(Arbeitsanweisungen)
1) Nennen Sie sämtliche Ausdrücke, die im Textauszug über deutsche Rüstungsexporte in Anführungszeichen stehen.
2) An welchem Tag hat das Bundeswirtschaftsministerium laut dem Textauszug über deutsche Rüstungsexporte die aktuellen Zahlen zu den Exportgenehmigungen des Jahres 2022 veröffentlicht?
3) Führen Sie den Artikel über deutsche Rüstungsexporte im Anschluss an seinen letzten Satz weiter.

(Textauszug)
Carte blanche für "wertegeleitete" Rüstungsexporte

Unter den Tiernamen auf der Exportliste: Der "Dingo" von Krauss-Maffei Wegmann. Foto: *Jonas* via Wikimedia Commons

Ein neues Gesetz soll die Erfolgsgeschichte deutscher Waffenausfuhren fortschreiben. Die Exportkontrolle wird dabei löchriger als ein Fischernetz gestaltet. Und dies ist kein Versehen.

Am 3. Januar veröffentlichte das Bundeswirtschaftsministerium die aktuellen Zahlen zu deutschen Rüstungsexportgenehmigungen im Jahr 2022. Interessant ist dabei, wie einige Medien die zentralen Ergebnisse zusammenfassen, wenn etwa das Handelsblatt titelt "Deutsche Rüstungsexporte 2022 leicht rückläufig".

Das ist sachlich zwar nicht direkt falsch, verschleiert aber bereits in der Überschrift die zentrale Tatsache, dass der Geldwert der deutschen Exportgenehmigungen im vorigen Jahr "der zweithöchste Betrag in der Geschichte der Bundesrepublik" war, wie im Handelsblatt dann später doch noch eingeräumt wird.

Wie nicht weiter verwunderlich, sind es vor allem die Waffenlieferungen in die Ukraine, die hierfür maßgeblich verantwortlich sind. Der lange existierende Grundsatz, dass keine Waffen in Krisen- oder gar Kriegsgebiete geliefert werden sollen, existiert schon länger nur noch auf dem Papier.

(Datensätze)
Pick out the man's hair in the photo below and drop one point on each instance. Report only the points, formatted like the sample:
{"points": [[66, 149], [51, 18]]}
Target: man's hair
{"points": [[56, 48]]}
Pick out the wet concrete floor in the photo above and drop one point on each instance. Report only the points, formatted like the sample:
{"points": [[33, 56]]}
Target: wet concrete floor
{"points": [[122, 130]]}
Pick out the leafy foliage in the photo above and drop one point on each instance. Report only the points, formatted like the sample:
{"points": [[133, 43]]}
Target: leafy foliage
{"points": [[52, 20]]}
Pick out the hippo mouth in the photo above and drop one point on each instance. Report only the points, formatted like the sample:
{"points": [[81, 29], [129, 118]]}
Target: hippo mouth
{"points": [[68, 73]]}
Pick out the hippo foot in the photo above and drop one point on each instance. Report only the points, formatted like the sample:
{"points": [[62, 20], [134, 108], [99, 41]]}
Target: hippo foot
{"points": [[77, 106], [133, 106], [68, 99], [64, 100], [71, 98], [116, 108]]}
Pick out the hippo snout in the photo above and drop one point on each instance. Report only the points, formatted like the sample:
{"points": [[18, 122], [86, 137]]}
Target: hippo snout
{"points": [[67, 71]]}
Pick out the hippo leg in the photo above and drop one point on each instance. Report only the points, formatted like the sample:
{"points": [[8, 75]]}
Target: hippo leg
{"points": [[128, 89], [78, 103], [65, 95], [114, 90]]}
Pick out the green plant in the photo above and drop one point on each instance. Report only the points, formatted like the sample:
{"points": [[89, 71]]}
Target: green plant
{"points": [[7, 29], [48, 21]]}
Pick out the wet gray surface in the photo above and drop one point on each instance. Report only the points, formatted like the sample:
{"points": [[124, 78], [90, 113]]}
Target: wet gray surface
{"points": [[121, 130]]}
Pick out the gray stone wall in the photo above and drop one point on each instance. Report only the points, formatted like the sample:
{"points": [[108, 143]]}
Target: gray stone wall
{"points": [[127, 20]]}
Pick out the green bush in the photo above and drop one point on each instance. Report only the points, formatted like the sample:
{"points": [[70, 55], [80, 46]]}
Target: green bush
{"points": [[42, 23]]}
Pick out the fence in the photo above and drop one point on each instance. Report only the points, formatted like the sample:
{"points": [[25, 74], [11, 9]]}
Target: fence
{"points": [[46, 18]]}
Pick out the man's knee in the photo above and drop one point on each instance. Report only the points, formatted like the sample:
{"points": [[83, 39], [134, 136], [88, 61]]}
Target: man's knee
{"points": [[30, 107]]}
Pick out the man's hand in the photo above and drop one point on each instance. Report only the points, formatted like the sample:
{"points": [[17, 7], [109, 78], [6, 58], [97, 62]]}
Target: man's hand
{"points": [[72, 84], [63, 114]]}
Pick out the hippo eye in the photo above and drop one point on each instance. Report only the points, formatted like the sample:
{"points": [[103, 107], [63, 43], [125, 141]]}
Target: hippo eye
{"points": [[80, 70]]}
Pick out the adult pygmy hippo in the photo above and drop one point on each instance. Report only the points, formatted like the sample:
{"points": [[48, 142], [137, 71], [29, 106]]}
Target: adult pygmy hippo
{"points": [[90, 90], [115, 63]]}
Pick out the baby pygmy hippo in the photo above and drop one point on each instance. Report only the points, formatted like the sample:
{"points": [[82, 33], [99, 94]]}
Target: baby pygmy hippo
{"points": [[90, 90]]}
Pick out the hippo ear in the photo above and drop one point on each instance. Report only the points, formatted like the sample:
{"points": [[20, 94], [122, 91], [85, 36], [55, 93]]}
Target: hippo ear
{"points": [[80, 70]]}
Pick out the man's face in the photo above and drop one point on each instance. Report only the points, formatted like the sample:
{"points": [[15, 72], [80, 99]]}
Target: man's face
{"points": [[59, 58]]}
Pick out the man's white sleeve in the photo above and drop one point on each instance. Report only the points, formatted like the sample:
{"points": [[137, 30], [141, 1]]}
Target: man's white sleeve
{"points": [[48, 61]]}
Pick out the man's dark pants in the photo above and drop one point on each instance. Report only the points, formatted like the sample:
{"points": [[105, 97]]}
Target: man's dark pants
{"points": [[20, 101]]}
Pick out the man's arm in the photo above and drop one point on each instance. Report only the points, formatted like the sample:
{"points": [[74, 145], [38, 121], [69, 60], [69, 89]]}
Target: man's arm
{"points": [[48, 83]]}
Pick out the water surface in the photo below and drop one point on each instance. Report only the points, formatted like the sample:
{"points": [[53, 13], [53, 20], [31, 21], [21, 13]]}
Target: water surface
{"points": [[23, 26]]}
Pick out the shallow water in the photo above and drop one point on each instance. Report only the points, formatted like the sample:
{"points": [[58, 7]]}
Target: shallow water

(Lösungen)
1)
- "wertegeleitete"
- "Dingo"
- "Deutsche Rüstungsexporte 2022 leicht rückläufig"
- "der zweithöchste Betrag in der Geschichte der Bundesrepublik"

2) Am 3. Januar.

3)
Mit dem aktuell in Abstimmung befindlichen Entwurf für ein Rüstungsexportgesetz soll mit diesbezüglichen Vorbehalten jedoch endgültig aufgeräumt und generell dafür gesorgt werden, dass deutsche Rüstungsexporte künftig noch reibungsloser bewerkstelligt werden können.

Von Rekord zu Rekord

Was Rüstungsexportgenehmigungen angeht, sind bislang noch die "Politischen Grundsätze der Bundesregierung für den Export von Kriegswaffen und sonstigen Rüstungsgütern" maßgeblich. In diesen zuletzt im Juni 2019 aktualisierten Richtlinien ist die Rede vom "Bestreben", die "Rüstungsexportpolitik weiter restriktiv zu gestalten". Und tatsächlich klingen die einzelnen Passagen teils durchaus danach, diesem Anspruch gerecht werden zu wollen.

Allerdings handelt es sich bei diesen Rüstungsexportrichtlinien um genau das: unverbindliche Richtlinien, die je nach Interessenlage auch gebrochen oder zurechtgebogen werden können. Dass ihr Pendant auf EU-Ebene, der "Gemeinsame Standpunkt für die Kontrolle der Ausfuhr von Militärtechnologie und Militärgütern", eigentlich rechtlich bindend ist, macht es leider auch nicht besser, weil die Auslegung der darin enthaltenen Kriterien den Staaten überlassen wird.

Außerdem existieren faktisch keine Klage- oder Sanktionsmöglichkeiten gegen Länder, die die Kriterien brechen.

Wichtig erscheint hier der Hinweis, dass es sich dabei keineswegs um handwerkliche Fehler handelt – es sind bewusste politische Entscheidungen, die Exportkontrolle löchriger als ein Fischernetz zu gestalten. Dabei geht es weniger darum, der heimischen Industrie Geld in die Taschen zu spülen, auch wenn dies sicher ein gewünschter Nebeneffekt ist.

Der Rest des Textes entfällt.